Let’s Reframe What Saying Yes Means
What if, when we’re asked to volunteer, we think of all the benefits that come from saying yes, instead of all the exhaustion.
What if, instead of one mom’s night out each week, you met with a board of directors to help run the arts center where your kid takes classes? You could help create the kind of classes your family wants, while spending time with other people who love the arts and your community.
What if, instead of one trip to the gym or coffee date each month, you volunteered in your kid’s classroom. You’ll build up a few children and help an overworked teacher. You may be a little more tired, but you’ll probably also feel pretty darn good for making a difference.
What if you ran for office, which might mean having to order pizzas for dinner instead of cooking home on meeting nights, but in return your children would see you setting an amazing leadership example? And you could speak up for the other frazzled family and their needs from government?
What if you figured out how to marry family time with community time, setting aside one afternoon each month to help the local soup kitchen? You are then saying yes to your family and to other families who are truly in need.
Yes within Reason
Boundaries are important. We can’t say yes to everything or we will truly be exhausted. And we can’t say yes to everything and still expect to do it all well. But in saying yes to a few important things, we can truly make a difference.

▸ WHAT TO WORK ON
Please repeat the whole piece on reframing what saying yes means, word for word. The listing that comes next isn't needed.

▸ RECORD EXCERPTS

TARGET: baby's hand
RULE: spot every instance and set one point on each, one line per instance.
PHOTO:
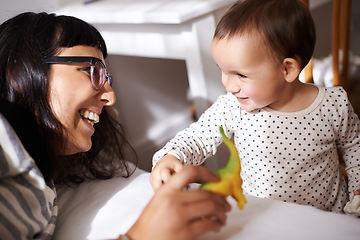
(166, 166)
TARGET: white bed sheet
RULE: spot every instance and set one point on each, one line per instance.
(103, 209)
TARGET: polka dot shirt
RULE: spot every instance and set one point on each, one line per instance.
(288, 156)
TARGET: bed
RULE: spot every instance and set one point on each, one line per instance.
(102, 209)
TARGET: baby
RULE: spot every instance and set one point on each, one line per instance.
(289, 134)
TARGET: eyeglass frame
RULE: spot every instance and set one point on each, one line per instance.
(83, 59)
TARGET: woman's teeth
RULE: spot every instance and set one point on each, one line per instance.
(90, 117)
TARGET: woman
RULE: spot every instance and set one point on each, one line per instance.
(56, 127)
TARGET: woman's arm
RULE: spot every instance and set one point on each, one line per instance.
(174, 213)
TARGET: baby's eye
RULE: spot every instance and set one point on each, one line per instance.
(241, 76)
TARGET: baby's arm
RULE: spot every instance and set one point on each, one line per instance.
(164, 168)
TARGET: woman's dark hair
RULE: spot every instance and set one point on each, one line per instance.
(286, 27)
(25, 42)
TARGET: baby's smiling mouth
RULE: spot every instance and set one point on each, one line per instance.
(89, 116)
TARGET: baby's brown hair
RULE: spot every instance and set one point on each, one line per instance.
(286, 27)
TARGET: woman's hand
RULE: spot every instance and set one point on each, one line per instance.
(174, 213)
(165, 167)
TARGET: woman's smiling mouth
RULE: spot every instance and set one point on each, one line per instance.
(89, 116)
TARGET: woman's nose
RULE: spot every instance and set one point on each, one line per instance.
(107, 95)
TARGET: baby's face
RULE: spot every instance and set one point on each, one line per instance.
(248, 73)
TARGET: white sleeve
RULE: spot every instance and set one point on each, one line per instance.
(201, 139)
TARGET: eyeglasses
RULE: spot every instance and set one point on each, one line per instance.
(98, 73)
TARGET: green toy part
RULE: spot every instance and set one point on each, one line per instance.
(231, 182)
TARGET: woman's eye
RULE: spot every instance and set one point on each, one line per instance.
(86, 70)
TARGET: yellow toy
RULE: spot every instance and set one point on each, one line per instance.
(230, 183)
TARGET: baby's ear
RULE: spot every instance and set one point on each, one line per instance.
(291, 69)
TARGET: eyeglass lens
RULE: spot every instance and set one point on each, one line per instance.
(98, 76)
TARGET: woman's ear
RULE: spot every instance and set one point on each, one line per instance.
(291, 69)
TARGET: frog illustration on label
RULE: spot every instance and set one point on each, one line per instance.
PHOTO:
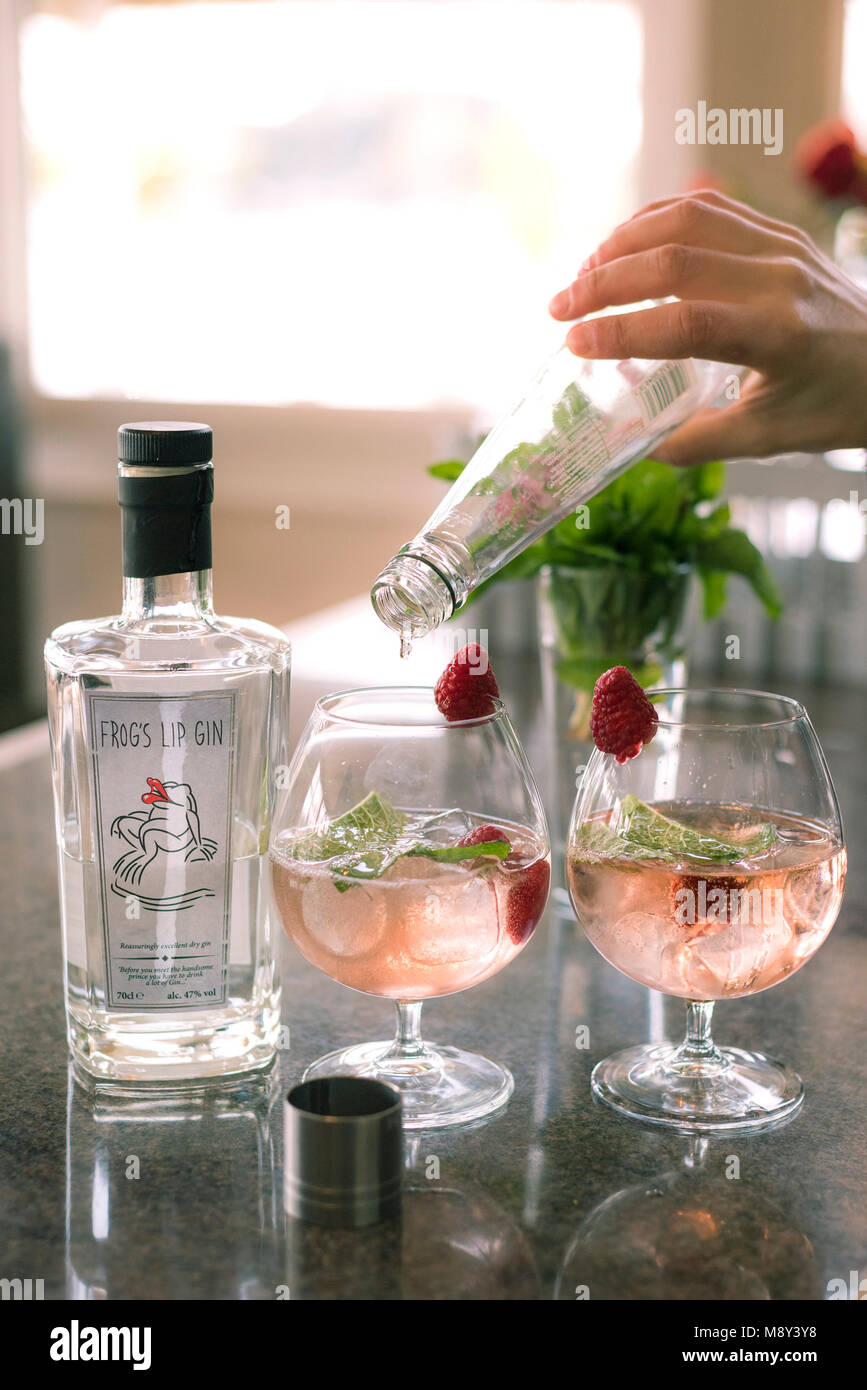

▸ PROBLEM SOLUTION
Let’s Reframe What Saying Yes Means
What if, when we’re asked to volunteer, we think of all the benefits that come from saying yes, instead of all the exhaustion.
What if, instead of one mom’s night out each week, you met with a board of directors to help run the arts center where your kid takes classes? You could help create the kind of classes your family wants, while spending time with other people who love the arts and your community.
What if, instead of one trip to the gym or coffee date each month, you volunteered in your kid’s classroom. You’ll build up a few children and help an overworked teacher. You may be a little more tired, but you’ll probably also feel pretty darn good for making a difference.
What if you ran for office, which might mean having to order pizzas for dinner instead of cooking home on meeting nights, but in return your children would see you setting an amazing leadership example? And you could speak up for the other frazzled family and their needs from government?
What if you figured out how to marry family time with community time, setting aside one afternoon each month to help the local soup kitchen? You are then saying yes to your family and to other families who are truly in need.
Yes within Reason
Boundaries are important. We can’t say yes to everything or we will truly be exhausted. And we can’t say yes to everything and still expect to do it all well. But in saying yes to a few important things, we can truly make a difference.